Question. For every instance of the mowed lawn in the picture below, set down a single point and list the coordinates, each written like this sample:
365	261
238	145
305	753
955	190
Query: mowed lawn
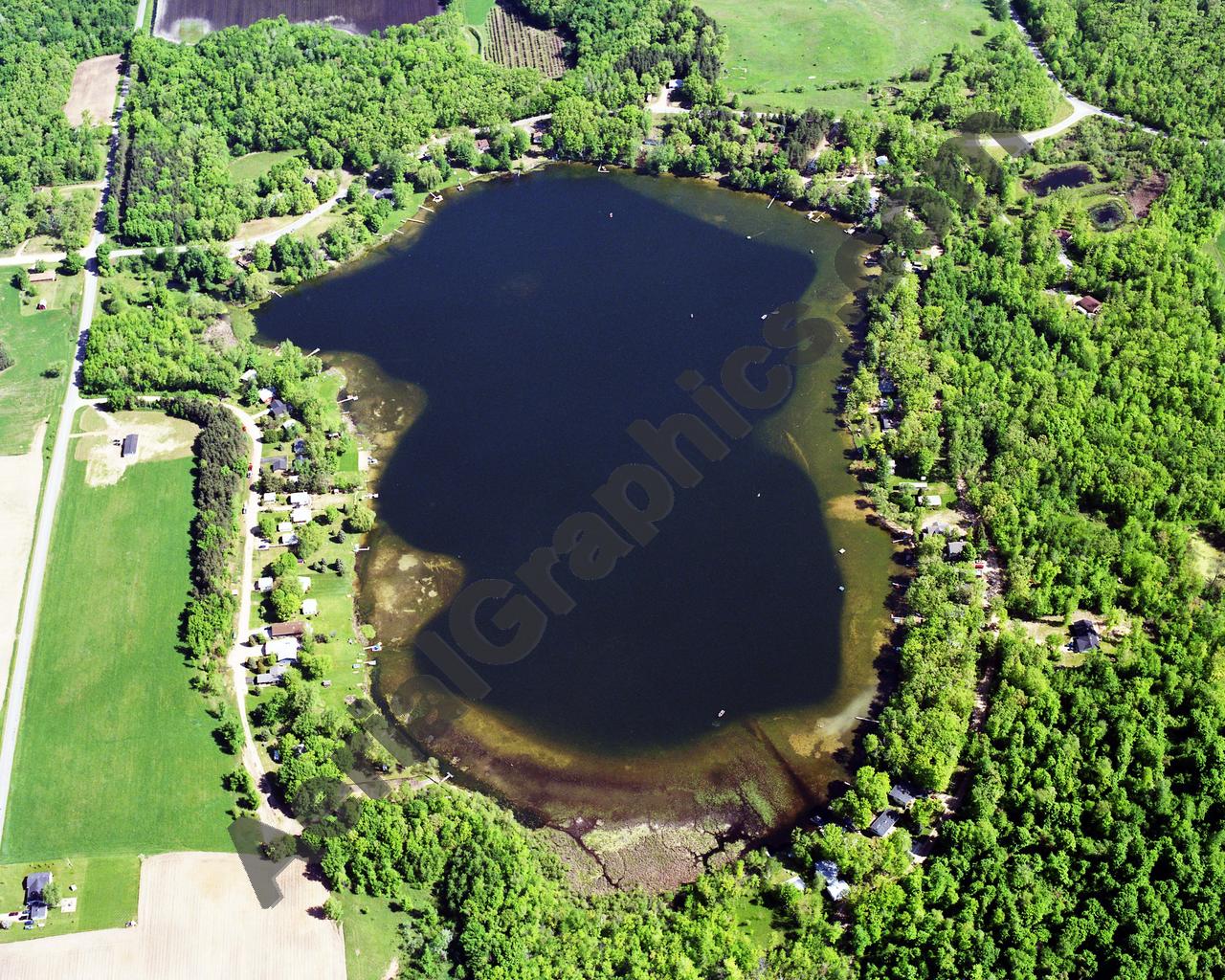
779	46
115	753
34	340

☆ ☆ ☆ ☆ ☆

# TASK INSTRUCTIONS:
Please reproduce the records above word for word, omitting the pictures.

# FULL SOLUTION:
Question. For every instance of the mowed lawn in the picture below, set down a single point and list the coordinates, each written like this sample:
365	261
238	145
305	753
955	190
Query: mowed lawn
779	46
115	753
34	340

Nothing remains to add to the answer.